TASKS AND EXERCISES:
A. According to the article on farmers' testimony about unconventional gas, how many years ago did Gary Everett's father buy the property?
B. Based on the article on farmers' testimony about unconventional gas, state whether each statement agrees with it, giving yes or no and quoting the deciding words: (i) Colin Frawley farms at Branxholme. (ii) Mr Everett said he belonged to one of 67 anti-gas groups across the state. (iii) Samantha Dunn is a Labor MP.
C. Carry on the article on farmers' testimony about unconventional gas in Victoria from the point where it ends.
━━ DOCUMENT EXCERPT ━━
Unconventional gas and hydraulic fracturing technology were compared by one farmer with the past industrial contamination scandals of DET and asbestos.

Another farmer said that he and his peers just wanted “to be left
alone”.

Branxholme farmer Colin Frawley said an unconventional gas
industry would “put us at risk”.

“For our livestock, we must have underground water,” he said.

Without groundwater, he said his farming business “would be totally compromised”.

“Gas may be very profitable but we as a farming community have
to carry the risk,” he said

“They will walk away in 10/15 years. We would still be here paying taxes and contributing to the community.”

Mr Frawley described the prospect of fracking as a “marketing nightmare” for the region’s “clean and green image” with wholesale and retail buyers.

After 18 months of fighting the proposal for an onshore unconventional gas industry, signs of wear and tear are staring to show.
Drumborg farmer Gary Everett, who described himself as a “passionate lamb producer”, talked of the “psychological burden” from campaigning.

He said stress had been placed on families and marriages.

Mr Everett primarily talked about his own land, saying his father bought the property 63 years ago and was a “pioneer” in a new community.
“You could buy land, you could buy a house, but you made the
farm and the family home” he said.

“Drumborg is a great community. We are fighting for our survival.”

Mr Everett said he was a member of one of the 67 anti-gas groups across the state, and they were gaining considerable followers on a daily basis.

“Some of us have become dismayed, let down or left angry by people in Government departments, politicians, energy companies, our own farming bodies the VFF and UDV, because for saying this industry can coexist with our farms.”

“This isn’t true.”

He became choked up when talking about the possibility of farmers being arrested for “trying to protect the land for future generation”.

Byaduk farmer Aggie Stevenson told a “story of little girl on a farm” who grew up with clean and fresh food, water and air.

“Someone is threatening to take away all these things, purely
driven by greed,” she said.

“I implore you not to be the villains in the story, be the heroes.”

Eastern Metropolitan Greens MP Samantha Dunn told the hearing that Mrs Stevenson’s story “goes to the heart of the level of anxiety, the psychological burden that is taking its toll”.

Eastern Metropolitan Labor MP Shaun Leane asked Mr Frawley to expand on the marketing issue.

Mr Frawley said he had neighbours that export food to Asia and that “Our point of difference is our image, and it you compromise that, you lose it.”

Mr Everett said that he had consulted with Meat and Livestock Australia, which had told him that the responsibility for meat contamination from petroleum was with the owners.

The Victorian State MPs on the committee for the inquiry into onshore unconventional gas in Victoria. Photo: Parliament of Victoria
The Victorian State MPs on the committee for the inquiry into onshore
unconventional gas
in Victoria. Photo: Parliament of Victoria

It has been almost 18 months since one of the first anti-fracking
meetings in south-west Victoria.
━━━
━━ DATA SECTION ━━
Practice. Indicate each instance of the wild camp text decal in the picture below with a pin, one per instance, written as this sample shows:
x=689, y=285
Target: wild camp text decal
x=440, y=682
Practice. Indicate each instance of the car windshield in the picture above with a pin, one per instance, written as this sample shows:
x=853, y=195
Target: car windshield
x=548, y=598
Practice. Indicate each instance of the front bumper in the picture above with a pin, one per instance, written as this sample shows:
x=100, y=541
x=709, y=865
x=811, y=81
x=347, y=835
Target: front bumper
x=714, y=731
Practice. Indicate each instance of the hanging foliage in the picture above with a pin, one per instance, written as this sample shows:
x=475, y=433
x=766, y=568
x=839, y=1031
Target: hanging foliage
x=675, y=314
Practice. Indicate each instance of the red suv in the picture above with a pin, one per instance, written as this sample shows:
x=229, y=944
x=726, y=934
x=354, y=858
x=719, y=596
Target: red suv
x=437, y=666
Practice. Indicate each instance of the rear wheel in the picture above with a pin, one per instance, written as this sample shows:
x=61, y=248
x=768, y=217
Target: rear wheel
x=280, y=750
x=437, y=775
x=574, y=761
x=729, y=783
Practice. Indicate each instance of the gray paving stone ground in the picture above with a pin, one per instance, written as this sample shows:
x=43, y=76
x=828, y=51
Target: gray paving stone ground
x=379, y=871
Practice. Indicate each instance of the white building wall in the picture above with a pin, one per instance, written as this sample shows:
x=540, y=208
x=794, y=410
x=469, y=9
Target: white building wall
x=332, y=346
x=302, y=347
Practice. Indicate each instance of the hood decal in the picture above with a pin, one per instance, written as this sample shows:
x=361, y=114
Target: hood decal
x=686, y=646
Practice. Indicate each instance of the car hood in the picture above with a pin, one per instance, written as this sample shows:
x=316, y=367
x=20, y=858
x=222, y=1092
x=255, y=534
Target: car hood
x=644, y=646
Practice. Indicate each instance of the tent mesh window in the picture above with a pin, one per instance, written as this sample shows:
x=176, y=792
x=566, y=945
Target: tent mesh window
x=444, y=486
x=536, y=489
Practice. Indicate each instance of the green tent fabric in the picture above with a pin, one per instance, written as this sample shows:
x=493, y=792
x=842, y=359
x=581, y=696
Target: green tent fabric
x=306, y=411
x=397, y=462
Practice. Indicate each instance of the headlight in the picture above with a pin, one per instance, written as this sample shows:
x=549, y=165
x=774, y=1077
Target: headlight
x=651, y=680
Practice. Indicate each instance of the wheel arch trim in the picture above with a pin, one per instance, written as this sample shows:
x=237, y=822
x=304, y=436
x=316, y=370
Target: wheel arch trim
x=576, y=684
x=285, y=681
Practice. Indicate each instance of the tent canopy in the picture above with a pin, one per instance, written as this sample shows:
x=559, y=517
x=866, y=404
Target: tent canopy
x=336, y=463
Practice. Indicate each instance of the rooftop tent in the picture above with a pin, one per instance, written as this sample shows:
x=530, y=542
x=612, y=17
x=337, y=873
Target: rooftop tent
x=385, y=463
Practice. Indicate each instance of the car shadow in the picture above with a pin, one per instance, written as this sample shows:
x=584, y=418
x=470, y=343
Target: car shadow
━━━
RESPONSES:
A. 63 years ago.

B.
(i) Yes: "Branxholme farmer Colin Frawley"
(ii) Yes: "he was a member of one of the 67 anti-gas groups across the state"
(iii) No: "Eastern Metropolitan Greens MP Samantha Dunn"

C.
The one meeting in Digby saw many others follow and the ‘Lock the Gate’ movement grew from an outsider curiosity to spawning local variants.

Some of those local variants are now apparently trying to assert their independence from the ‘Friends of the Earth’ network of professional activists, possibly to gain more credibility with conservative MPs.

Western Victoria MP Simon Ramsay said during the hearing that he found it “troubling” that there were so many anti-gas groups “running around with different agendas”.

Along with committee chair David Davis, Mr Ramsay appeared to have difficulty at times with establishing the organisational and financial structures of various anti-gas groups and regional alliances, as well as their core beliefs.

Eastern Metropolitan Liberal MP Richard Dalla-Riva said the testimony given on Wednesday was similar to that from Gippsland but in Hamilton he had been given the “most detailed, real world example” of potential
agribusiness impacts.

It has been almost two years since the State Government’s ‘Independent Gas Market Taskforce’ report, now colloquially referred to as the ‘Reith report’, which recommended that Victoria “proactively” seek
onshore unconventional gas development.

With about a year to go before an election, the then-Victorian Coalition Government played down the report and recommitted to an industry moratorium.

Aboriginal owners not informed of fracking

GUNDITJ Mirring Traditional Owners Aboriginal Corporation was forced to renegotiate a prior Native Title Agreement due to a gas exploration company not mentioning that it planned to use hydraulic fracturing.

Gunditj Mirring chief executive Damein Bell told a Hamilton hearing of
Victoria’s parliamentary gas inquiry on Wednesday that the Aboriginal corporation had held a number of meetings and exchanged “hundreds of pages of documents” with an unnamed gas company.

“But nothing mentioning it (fracking),” Mr Bell said.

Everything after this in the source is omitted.